### Required work
Copy out every line of the records below, but multiply each bounding-box coordinate in the answers by 0.2 and round it to the nearest whole number, with halves rounding up. Leave the pictures out.

### Rows
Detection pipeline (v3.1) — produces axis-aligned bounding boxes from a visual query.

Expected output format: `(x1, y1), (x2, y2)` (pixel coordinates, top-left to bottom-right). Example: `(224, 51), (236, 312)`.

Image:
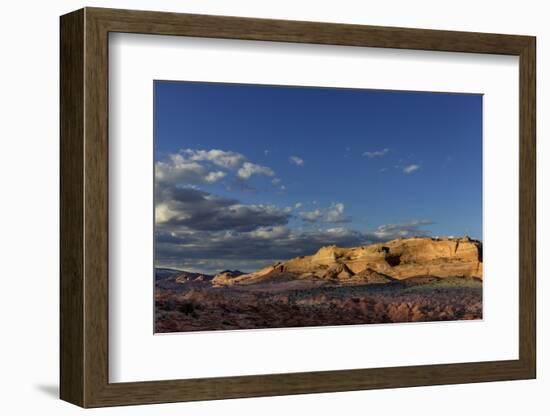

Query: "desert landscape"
(155, 237), (483, 333)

### Finished exercise
Detection pipeline (v3.1) — produces axis-aligned bounding boxes from a visual query.

Expected output format: `(x1, y1), (x2, y2)` (pixel coordinates, top-left to bottom-right). Example: `(224, 51), (236, 312)`.

Image:

Query: "desert landscape"
(31, 47), (97, 67)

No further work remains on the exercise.